EXCERPT:
==============================
HK Peninsula hotel gets HK$95m Sars settlement
The owner of The Peninsula, Hong Kong’s famous harbour-front luxury hotel, said on Monday it would receive a HK$95m insurance payment resulting from business lost during the outbreak of Severe Acute Respiratory Syndrome (Sars) earlier this year.
However, Hongkong and Shanghai Hotels, which also counts six other Peninsula hotels in the US and Asia among its properties, said it had not been able to obtain insurance against any Sars-related losses starting next year due to a change in its insurer’s coverage policy.
While Hong Kong’s top hotels could receive more than HK$500m in Sars-related claims for this year, they are finding it difficult to secure insurance against future recurrences of the deadly infectious disease, which killed 774 worldwide and led to unprecedented low occupancy rates among hotels across Asia before it faded out in June.
‘Insurers had to bite the bullet this time [and cover business losses due to Sars] but if they had a choice they wouldn’t want to cover it for next year’, said James Lu, executive director of the Hong Kong Hotels Association, an industry group.
Mr Lu said he was aware of at least eight Hong Kong hotels or hotel groups, including Shangri-La Hotels and Resorts, which were currently negotiating Sars-related settlements with their insurers. He estimated total claims awarded could be ‘HK$400m to HK$500m or higher’.
The Mandarin Oriental Hotel Group said in October it had settled a US$16m claim for business lost due to Sars in the first half of the year. The company also said it had been unable to maintain the same cover when it renewed its insurance policies in July.
‘Coverage for Sars is simply unavailable’, said Kate Kelly, a spokesperson for Hongkong and Shanghai Hotels.International insurance and reinsurance companies are redoubling efforts — first started after September 11 but reinforced by the Sars outbreak — to enforce stricter underwriting rules.
‘A return to underwriting discipline is now commonplace throughout the entire insurance industry’, said Eileen Lim, Asia spokesperson for Swiss Re, a leading international reinsurer.
However, Mr Lu of the Hong Kong Hotels Association said the body hoped the availability of insurance coverage for infectious diseases would improve.
==============================
AVAILABLE DATA:
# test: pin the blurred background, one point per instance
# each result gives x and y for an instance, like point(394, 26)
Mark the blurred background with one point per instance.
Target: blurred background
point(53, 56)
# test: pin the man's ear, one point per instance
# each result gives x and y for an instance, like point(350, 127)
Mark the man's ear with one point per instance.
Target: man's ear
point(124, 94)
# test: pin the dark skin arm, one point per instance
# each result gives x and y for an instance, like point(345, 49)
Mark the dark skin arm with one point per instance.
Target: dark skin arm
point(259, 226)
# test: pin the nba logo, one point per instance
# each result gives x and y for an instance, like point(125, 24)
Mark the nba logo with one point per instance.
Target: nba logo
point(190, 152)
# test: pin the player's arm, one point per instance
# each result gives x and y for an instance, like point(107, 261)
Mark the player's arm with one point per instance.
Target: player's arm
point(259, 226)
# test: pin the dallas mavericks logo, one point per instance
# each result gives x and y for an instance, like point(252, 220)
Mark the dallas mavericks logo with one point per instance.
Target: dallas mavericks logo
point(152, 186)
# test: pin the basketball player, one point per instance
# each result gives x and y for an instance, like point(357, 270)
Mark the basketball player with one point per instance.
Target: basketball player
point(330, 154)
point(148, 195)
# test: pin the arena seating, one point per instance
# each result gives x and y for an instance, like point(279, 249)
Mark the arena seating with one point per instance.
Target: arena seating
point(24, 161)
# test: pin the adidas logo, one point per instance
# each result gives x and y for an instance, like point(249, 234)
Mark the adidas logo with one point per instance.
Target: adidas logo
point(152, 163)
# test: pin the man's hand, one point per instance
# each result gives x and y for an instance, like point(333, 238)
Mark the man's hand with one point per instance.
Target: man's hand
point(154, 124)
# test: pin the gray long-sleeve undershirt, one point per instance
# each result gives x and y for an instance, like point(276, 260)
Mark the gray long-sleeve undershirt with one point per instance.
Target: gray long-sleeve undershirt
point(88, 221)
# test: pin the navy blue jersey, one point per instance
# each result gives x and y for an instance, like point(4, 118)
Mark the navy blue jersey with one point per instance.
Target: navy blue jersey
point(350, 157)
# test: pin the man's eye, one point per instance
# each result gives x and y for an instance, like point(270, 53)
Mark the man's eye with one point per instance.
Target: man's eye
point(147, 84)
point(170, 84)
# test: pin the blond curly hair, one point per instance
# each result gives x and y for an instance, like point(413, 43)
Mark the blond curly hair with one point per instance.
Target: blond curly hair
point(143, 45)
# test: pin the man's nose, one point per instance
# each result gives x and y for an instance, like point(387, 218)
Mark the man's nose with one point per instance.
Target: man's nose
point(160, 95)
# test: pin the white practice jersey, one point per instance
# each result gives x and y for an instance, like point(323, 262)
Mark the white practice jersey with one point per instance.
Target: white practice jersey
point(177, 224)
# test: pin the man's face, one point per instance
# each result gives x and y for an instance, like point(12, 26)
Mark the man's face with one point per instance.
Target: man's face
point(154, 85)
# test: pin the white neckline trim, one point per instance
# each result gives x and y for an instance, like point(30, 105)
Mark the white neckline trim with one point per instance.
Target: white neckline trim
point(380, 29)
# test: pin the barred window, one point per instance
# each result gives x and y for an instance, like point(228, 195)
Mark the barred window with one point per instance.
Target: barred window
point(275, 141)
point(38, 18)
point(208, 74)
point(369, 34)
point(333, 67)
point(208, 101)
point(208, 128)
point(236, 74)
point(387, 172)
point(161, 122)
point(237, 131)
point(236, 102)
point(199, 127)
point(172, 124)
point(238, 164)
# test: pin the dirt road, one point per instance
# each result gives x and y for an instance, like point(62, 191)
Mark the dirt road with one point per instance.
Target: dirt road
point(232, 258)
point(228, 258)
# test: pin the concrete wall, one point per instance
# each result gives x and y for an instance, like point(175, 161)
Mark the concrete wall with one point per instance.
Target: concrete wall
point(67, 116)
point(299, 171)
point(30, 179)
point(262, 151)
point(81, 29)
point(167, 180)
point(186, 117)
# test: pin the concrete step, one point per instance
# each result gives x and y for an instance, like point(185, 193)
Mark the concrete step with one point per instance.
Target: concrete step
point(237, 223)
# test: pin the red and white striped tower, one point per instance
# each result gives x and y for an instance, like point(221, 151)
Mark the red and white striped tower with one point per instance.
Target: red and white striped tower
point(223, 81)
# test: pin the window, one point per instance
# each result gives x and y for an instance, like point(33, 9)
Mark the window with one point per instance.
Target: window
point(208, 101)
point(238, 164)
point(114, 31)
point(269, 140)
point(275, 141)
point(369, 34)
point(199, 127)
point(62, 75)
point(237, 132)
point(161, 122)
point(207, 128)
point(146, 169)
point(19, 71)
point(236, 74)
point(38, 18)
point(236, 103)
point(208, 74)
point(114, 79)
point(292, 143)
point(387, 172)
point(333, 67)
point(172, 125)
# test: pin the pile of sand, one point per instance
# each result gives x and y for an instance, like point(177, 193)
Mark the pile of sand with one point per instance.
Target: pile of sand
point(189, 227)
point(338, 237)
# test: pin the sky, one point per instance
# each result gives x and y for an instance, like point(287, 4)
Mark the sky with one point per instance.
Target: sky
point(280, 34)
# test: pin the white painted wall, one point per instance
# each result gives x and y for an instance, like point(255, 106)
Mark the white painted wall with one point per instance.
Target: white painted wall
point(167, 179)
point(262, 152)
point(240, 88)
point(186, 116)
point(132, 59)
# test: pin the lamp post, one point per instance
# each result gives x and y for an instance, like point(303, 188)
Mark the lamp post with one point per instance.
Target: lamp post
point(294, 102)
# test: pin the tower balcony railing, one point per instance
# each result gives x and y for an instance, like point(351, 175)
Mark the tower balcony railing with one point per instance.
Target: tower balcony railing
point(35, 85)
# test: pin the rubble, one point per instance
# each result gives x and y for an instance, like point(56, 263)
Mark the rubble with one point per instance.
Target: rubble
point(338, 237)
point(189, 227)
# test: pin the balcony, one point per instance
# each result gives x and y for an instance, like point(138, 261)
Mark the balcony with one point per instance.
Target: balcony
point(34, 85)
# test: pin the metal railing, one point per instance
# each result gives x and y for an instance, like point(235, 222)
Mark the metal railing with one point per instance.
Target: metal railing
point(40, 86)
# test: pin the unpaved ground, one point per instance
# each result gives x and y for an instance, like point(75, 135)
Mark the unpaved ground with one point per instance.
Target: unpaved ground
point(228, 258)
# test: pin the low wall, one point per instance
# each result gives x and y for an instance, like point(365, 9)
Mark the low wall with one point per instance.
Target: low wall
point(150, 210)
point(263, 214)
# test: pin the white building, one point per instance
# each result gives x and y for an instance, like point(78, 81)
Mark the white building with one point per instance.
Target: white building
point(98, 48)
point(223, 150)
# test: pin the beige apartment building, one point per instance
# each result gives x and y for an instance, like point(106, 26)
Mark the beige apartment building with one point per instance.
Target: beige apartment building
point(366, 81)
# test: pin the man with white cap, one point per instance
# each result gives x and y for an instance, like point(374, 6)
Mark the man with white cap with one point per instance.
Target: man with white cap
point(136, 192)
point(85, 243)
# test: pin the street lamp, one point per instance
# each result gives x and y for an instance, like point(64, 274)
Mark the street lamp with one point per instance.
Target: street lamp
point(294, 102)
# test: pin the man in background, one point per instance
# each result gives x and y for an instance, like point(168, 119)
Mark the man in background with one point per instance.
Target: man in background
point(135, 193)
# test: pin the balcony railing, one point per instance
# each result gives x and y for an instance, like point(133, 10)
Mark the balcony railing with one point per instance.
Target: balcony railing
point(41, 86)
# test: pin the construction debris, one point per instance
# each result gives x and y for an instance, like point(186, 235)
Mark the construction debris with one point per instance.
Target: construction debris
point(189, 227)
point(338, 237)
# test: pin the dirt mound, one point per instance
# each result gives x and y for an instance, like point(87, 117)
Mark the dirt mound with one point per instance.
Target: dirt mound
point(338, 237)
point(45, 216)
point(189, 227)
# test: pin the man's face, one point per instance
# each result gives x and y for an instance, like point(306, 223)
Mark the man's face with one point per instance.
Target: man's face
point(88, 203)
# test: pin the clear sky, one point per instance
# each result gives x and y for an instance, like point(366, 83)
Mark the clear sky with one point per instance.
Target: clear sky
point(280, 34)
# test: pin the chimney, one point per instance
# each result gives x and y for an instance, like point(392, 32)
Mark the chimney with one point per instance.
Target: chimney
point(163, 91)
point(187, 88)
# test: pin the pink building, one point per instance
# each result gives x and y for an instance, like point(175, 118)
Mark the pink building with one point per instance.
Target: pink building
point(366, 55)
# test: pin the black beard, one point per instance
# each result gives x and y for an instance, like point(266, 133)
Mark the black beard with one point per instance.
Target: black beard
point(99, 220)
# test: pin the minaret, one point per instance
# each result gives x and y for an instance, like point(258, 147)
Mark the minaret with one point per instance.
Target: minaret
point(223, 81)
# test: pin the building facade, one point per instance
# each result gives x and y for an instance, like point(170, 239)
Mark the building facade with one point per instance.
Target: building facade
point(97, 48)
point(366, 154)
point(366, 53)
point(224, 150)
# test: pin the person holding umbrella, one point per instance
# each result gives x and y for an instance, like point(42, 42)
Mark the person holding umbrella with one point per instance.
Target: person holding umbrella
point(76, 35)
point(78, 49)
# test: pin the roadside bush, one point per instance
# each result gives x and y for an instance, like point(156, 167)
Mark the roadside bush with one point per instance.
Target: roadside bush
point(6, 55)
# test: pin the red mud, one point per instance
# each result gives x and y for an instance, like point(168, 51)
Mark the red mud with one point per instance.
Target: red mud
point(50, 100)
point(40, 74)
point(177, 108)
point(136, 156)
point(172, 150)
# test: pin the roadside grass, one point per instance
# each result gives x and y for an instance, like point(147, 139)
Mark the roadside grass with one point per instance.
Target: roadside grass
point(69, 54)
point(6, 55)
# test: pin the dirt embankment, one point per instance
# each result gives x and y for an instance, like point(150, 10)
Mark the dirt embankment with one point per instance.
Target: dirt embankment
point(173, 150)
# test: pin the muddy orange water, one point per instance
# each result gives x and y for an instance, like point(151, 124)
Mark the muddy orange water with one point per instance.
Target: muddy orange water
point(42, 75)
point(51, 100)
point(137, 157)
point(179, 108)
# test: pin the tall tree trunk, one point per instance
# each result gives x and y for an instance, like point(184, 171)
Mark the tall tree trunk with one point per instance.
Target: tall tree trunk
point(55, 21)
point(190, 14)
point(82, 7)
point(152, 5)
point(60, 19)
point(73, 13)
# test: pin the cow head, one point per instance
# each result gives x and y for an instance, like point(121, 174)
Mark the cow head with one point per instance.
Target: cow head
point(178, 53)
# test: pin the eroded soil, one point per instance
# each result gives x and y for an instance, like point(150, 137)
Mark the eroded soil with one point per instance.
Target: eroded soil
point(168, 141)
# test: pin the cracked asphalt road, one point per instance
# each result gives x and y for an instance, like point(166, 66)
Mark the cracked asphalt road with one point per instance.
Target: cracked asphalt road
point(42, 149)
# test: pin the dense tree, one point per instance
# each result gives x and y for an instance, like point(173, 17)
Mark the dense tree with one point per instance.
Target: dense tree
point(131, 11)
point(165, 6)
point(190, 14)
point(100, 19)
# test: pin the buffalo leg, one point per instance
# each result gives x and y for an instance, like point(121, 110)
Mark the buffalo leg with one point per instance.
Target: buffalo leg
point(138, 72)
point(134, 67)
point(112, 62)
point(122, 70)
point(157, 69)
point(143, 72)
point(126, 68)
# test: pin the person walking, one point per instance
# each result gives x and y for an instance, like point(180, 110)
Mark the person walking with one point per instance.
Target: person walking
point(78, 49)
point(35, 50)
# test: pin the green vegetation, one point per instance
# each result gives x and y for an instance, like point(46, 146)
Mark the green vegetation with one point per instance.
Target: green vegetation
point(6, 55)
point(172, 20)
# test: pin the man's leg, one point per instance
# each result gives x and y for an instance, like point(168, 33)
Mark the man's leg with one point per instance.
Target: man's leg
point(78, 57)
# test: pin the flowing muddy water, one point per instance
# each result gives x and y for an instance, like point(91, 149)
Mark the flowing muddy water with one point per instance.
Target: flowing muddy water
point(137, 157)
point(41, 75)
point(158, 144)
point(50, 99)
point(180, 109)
==============================
TASK DIRECTIONS: Reproduce the stretch of the article on the Peninsula hotel's Sars settlement from "The Mandarin Oriental" through "diseases would improve.".

YOUR RESPONSE:
The Mandarin Oriental Hotel Group said in October it had settled a US$16m claim for business lost due to Sars in the first half of the year. The company also said it had been unable to maintain the same cover when it renewed its insurance policies in July.
‘Coverage for Sars is simply unavailable’, said Kate Kelly, a spokesperson for Hongkong and Shanghai Hotels.International insurance and reinsurance companies are redoubling efforts — first started after September 11 but reinforced by the Sars outbreak — to enforce stricter underwriting rules.
‘A return to underwriting discipline is now commonplace throughout the entire insurance industry’, said Eileen Lim, Asia spokesperson for Swiss Re, a leading international reinsurer.
However, Mr Lu of the Hong Kong Hotels Association said the body hoped the availability of insurance coverage for infectious diseases would improve.